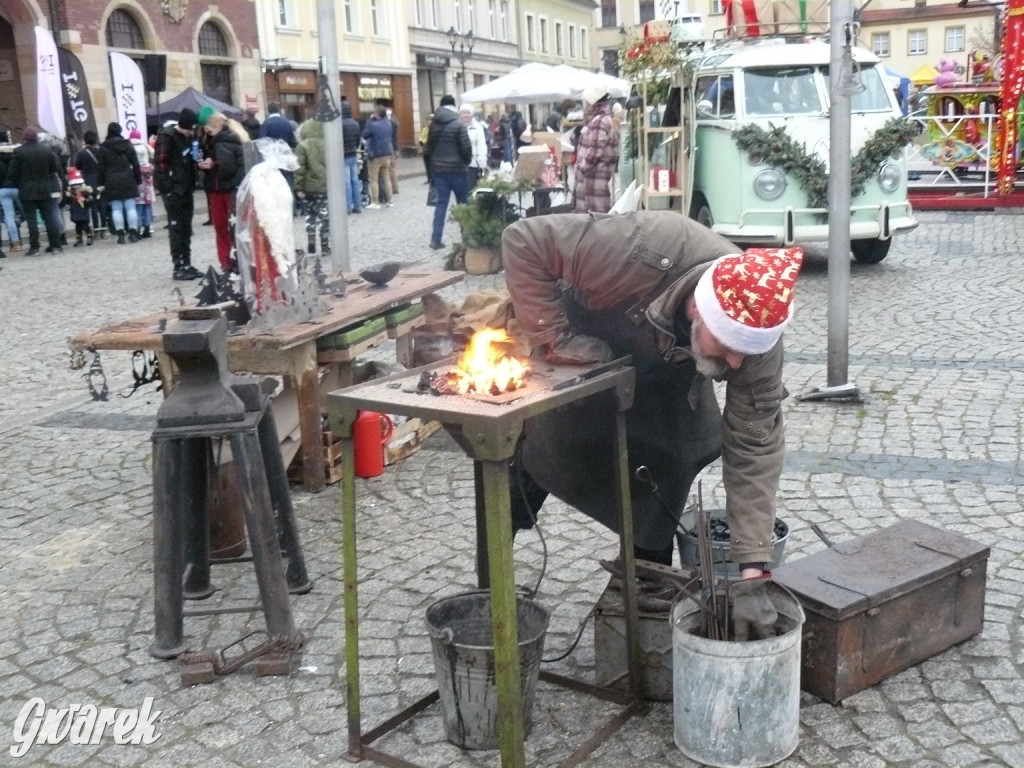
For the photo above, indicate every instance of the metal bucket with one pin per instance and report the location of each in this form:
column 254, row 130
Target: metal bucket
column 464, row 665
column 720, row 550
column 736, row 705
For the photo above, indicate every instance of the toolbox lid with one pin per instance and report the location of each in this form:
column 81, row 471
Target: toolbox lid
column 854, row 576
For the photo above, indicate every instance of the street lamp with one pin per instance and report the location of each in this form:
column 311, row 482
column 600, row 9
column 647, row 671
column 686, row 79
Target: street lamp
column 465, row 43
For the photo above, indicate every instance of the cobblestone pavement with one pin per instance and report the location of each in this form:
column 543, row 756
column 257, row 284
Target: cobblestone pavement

(PROMPT): Can you copy all of the data above word for word, leaving out the picture?

(FULL SOLUTION):
For the photo above, indicate every instance of the metal bucket with one pin per instance and report the location of each in this form:
column 254, row 130
Target: metal bucket
column 464, row 665
column 720, row 550
column 736, row 705
For the photo above, indicate every instance of the toolbox lid with one pin per instance and report the location of each in this form:
column 81, row 471
Target: toolbox lid
column 854, row 576
For the photo above, indicate every instance of the street lamp with one pin per instance and report the location of each in this form:
column 311, row 482
column 600, row 9
column 647, row 671
column 686, row 79
Target: street lamp
column 465, row 43
For the photo above, indicate every instance of the cobblestone pavement with one pin per instance and report the location of each in this form:
column 543, row 756
column 257, row 284
Target: cobblestone pavement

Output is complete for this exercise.